- [REQUIRED ACTION]:
Output the line with "Practice step: locate the bulb" and every line below it until the listing ends, exactly as written and with nothing added.

- [DATASET CONTENT]:
%%

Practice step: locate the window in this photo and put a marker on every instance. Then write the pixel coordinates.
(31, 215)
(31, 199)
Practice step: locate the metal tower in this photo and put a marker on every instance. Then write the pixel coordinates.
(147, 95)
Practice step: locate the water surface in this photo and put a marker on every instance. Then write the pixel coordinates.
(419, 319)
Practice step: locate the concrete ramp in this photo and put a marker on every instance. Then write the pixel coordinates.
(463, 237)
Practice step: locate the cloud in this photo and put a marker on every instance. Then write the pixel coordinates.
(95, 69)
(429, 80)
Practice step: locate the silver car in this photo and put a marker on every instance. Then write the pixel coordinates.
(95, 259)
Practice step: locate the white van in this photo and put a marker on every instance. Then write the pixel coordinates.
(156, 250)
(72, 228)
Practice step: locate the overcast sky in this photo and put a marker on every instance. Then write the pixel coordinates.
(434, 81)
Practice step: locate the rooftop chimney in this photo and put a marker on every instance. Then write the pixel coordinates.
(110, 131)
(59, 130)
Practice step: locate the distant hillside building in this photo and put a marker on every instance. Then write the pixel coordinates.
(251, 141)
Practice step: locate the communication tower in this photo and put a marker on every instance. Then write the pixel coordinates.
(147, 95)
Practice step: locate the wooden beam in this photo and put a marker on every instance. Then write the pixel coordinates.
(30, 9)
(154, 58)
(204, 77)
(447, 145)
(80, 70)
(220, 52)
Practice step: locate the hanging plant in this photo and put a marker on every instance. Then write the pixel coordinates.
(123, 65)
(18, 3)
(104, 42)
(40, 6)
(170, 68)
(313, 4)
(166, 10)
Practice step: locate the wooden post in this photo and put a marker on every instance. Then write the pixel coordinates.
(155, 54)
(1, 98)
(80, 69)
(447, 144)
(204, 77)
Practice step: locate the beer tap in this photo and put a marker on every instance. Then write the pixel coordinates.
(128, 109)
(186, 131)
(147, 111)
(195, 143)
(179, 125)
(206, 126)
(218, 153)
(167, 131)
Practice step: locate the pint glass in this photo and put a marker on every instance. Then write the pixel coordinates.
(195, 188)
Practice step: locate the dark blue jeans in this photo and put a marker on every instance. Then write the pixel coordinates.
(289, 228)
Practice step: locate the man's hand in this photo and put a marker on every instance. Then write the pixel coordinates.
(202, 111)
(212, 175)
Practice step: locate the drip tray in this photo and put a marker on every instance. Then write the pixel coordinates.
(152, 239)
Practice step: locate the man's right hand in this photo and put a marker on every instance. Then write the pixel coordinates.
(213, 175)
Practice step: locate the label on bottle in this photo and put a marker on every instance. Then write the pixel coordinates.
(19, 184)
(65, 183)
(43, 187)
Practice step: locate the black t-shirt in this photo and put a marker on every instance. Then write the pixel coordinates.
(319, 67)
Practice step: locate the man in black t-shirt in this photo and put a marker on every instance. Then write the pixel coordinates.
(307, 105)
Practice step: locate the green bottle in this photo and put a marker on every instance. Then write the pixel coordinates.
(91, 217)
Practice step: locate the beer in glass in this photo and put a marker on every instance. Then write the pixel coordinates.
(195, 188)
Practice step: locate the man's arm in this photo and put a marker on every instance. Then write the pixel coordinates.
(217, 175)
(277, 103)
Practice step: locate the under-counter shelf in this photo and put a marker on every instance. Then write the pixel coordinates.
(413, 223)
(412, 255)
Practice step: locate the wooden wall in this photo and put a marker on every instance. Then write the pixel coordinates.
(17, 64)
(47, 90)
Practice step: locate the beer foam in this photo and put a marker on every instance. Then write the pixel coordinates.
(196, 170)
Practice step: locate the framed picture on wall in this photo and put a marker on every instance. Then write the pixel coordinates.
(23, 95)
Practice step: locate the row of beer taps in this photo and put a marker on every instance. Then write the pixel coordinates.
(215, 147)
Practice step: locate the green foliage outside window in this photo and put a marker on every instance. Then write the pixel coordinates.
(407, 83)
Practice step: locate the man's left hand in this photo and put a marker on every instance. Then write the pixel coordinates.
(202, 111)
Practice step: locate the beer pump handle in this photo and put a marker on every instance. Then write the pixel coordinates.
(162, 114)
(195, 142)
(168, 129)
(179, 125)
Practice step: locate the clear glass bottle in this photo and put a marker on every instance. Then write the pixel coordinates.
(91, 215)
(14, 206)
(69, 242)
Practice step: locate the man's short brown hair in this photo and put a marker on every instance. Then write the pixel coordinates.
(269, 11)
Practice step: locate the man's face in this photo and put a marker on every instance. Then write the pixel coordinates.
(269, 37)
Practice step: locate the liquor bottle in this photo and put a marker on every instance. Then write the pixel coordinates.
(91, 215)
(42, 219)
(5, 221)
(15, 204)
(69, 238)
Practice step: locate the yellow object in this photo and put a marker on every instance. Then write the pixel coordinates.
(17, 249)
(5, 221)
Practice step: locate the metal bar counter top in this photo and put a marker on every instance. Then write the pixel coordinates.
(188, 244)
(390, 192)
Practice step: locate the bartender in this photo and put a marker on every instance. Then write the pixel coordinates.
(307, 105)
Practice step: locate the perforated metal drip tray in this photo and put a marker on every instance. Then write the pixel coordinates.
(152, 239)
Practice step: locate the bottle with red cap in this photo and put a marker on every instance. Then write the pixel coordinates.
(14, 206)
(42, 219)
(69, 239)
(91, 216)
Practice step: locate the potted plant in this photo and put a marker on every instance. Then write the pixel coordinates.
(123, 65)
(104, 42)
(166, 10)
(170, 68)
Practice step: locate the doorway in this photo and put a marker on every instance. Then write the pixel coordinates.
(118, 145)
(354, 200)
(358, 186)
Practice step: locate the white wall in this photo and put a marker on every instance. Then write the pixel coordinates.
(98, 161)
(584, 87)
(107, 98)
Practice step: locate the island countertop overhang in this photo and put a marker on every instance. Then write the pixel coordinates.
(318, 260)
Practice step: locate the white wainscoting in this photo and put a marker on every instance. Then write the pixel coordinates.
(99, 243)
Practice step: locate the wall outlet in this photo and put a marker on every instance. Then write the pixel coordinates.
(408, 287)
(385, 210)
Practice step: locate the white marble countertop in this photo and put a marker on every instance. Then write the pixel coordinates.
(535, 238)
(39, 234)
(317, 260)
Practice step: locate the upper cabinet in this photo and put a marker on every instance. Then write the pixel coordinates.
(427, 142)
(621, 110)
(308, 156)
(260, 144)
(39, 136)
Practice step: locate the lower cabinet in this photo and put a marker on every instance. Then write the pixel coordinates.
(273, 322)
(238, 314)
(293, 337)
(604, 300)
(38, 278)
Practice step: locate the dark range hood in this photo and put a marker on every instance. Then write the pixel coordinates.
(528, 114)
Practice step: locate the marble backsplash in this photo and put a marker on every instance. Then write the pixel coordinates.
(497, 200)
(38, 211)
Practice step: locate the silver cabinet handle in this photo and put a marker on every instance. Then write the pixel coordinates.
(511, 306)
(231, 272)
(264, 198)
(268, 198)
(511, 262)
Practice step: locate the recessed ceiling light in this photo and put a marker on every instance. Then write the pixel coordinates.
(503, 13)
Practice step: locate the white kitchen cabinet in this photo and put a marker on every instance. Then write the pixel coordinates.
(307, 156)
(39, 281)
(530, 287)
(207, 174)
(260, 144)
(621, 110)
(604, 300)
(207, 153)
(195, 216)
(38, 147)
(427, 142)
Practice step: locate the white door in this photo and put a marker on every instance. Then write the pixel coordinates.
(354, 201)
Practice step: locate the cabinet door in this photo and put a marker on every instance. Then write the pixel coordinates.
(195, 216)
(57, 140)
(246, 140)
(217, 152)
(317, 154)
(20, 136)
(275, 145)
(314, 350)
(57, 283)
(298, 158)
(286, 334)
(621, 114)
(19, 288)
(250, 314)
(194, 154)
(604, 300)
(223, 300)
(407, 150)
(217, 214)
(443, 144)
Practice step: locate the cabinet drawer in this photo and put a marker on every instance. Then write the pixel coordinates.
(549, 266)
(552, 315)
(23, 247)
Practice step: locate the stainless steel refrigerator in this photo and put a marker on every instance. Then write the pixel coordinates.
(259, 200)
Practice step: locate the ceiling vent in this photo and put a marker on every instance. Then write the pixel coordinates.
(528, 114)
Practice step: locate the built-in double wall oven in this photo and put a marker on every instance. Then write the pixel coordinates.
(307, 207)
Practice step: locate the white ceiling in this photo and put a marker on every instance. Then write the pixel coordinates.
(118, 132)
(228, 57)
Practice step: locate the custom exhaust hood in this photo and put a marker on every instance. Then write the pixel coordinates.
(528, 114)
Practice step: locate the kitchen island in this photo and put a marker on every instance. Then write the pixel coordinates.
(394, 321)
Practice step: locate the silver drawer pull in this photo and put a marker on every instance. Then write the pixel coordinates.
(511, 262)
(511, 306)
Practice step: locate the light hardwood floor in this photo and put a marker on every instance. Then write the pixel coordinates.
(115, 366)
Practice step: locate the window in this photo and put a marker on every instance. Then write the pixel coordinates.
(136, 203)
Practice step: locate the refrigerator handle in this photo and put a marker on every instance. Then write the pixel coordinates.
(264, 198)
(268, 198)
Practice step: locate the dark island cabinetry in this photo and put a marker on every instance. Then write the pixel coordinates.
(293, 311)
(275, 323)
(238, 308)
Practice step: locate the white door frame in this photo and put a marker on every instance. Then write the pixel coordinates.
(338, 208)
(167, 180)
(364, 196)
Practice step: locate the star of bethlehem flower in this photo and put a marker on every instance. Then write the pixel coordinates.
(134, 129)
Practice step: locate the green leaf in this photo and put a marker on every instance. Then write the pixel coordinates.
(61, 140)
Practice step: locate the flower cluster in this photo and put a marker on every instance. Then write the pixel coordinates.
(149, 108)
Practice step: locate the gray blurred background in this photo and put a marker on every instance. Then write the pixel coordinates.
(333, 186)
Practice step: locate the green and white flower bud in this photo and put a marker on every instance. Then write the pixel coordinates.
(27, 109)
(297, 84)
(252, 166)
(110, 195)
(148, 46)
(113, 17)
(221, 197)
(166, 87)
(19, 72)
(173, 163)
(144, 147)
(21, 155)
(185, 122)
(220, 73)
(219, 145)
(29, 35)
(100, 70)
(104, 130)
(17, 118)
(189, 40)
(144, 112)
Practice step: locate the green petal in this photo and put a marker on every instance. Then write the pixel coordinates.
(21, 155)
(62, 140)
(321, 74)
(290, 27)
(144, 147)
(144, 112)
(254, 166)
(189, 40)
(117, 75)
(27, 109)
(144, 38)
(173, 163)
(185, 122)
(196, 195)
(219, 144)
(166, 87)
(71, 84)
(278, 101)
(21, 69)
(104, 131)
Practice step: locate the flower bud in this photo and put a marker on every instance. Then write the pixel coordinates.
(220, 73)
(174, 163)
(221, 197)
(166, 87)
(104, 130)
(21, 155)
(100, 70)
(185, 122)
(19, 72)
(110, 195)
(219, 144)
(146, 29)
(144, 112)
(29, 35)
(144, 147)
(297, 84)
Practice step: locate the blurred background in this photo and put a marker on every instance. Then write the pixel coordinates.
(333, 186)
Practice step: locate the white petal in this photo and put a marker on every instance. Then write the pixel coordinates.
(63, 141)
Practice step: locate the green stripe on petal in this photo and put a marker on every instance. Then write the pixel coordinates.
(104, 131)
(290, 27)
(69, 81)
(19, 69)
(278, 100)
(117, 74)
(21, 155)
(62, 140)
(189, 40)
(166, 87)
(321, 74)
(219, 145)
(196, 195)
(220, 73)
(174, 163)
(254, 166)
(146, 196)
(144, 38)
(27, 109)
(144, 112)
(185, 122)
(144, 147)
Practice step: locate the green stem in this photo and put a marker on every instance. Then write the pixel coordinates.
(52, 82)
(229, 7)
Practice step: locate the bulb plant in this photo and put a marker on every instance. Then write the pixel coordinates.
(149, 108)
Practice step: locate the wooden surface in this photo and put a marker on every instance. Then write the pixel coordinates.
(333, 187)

%%

- [ANSWER BOX]:
Practice step: locate the bulb plant in this photo and put a marker on every instance. Then write the pixel coordinates.
(149, 108)
Practice step: locate the wooden surface in this photo and put a marker on every instance. Then write the pixel coordinates.
(333, 187)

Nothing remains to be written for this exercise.